→ **TEXTE À LIRE**

○ ○ ○ ○ ○ ○ ○

La facilité des moyens de communication à distance, la richesse de la documentation transculturelle et l’incessant développement de l’informatique interactive, interposent entre les usagers des médias et les autres auxquels ils s’intéressent, un appareil médiatique qui remplace commodément les rencontres concrètes. Et même quand celles-ci ont lieu, à l’occasion d’un déplacement effectif, elles restent toutes imprégnées par les antécédents de la rencontre, c’est-à -dire l’information préparatoire. A tel enseigne qu’un voyageur qui cherche la surprise et l’émotion dans les rencontres concrètes avec l’autre est déçu de constater combien il est handicapé par des connaissances préalables sur l’autre.
Paradoxalement, le développement de la technologie dite interactive ou communicative entraîne une séparation avec les autres. Les individus utilisateurs des techniques de communication peuvent s’isoler de plus en plus des autres concrets et les remplacer par des services techniques anonymes qui satisfont leurs besoins vitaux et intellectuels, parfois même affectifs, en leur faisant faire l’économie d’une demande personnalisée. Une telle demande adressée à l’autre est plus compliquée que l’usage d’un médium technique. Un simple appel téléphonique, fax ou e-mail suffit pour obtenir un service, qui peut même être effectué en l’absence du bénéficiaire.

○ ○ ○ ○ ○ ○ ○

→ **DONNÉES AFFICHÉES**
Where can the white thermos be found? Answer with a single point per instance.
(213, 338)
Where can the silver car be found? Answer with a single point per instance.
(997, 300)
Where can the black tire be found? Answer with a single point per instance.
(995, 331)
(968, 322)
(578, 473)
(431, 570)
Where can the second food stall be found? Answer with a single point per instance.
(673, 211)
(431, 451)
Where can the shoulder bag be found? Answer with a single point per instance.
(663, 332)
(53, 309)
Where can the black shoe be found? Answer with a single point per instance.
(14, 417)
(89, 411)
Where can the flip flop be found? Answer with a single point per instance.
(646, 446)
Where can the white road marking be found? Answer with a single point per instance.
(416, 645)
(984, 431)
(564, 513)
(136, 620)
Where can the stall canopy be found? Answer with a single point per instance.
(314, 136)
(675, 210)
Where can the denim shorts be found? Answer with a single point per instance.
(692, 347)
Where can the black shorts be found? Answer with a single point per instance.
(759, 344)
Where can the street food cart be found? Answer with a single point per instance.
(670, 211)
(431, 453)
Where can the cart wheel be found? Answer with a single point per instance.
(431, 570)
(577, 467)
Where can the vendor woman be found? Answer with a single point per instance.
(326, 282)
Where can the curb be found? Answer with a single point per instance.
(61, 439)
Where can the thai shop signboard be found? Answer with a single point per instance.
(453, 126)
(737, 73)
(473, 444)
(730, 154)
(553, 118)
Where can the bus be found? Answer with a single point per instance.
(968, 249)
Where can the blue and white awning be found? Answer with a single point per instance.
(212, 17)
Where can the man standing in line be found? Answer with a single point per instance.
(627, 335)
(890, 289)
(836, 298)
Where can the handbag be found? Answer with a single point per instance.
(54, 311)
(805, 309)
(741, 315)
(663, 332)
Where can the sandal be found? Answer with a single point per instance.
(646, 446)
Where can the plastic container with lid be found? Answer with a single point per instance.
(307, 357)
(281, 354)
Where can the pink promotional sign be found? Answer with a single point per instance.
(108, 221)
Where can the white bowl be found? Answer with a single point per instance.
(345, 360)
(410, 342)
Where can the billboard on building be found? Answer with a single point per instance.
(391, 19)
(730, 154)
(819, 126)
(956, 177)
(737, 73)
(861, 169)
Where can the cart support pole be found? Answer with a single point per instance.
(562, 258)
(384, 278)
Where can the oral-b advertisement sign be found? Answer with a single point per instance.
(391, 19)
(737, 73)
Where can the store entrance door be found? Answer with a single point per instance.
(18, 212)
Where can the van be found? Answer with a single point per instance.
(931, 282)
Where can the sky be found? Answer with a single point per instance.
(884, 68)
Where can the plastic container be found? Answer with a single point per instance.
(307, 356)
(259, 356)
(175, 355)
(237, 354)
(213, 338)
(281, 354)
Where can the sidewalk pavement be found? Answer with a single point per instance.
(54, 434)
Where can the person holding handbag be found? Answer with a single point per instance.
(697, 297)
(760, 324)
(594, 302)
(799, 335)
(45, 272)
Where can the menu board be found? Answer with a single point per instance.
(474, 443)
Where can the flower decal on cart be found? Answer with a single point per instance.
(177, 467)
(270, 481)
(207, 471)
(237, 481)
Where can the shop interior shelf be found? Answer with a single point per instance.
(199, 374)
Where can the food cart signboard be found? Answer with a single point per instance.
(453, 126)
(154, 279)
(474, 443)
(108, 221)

○ ○ ○ ○ ○ ○ ○

→ **CONSIGNES**
1/ Relevez dans le texte tous les moyens de communication cités comme suffisants pour obtenir un service.
2/ Reproduisez fidèlement le passage du texte qui commence à "Paradoxalement, le développement" et se termine à "l’absence du bénéficiaire.".
Les données ne sont pas utiles ici.

→ **RÉPONSES**
1/ appel téléphonique, fax, e-mail

2/
Paradoxalement, le développement de la technologie dite interactive ou communicative entraîne une séparation avec les autres. Les individus utilisateurs des techniques de communication peuvent s’isoler de plus en plus des autres concrets et les remplacer par des services techniques anonymes qui satisfont leurs besoins vitaux et intellectuels, parfois même affectifs, en leur faisant faire l’économie d’une demande personnalisée. Une telle demande adressée à l’autre est plus compliquée que l’usage d’un médium technique. Un simple appel téléphonique, fax ou e-mail suffit pour obtenir un service, qui peut même être effectué en l’absence du bénéficiaire.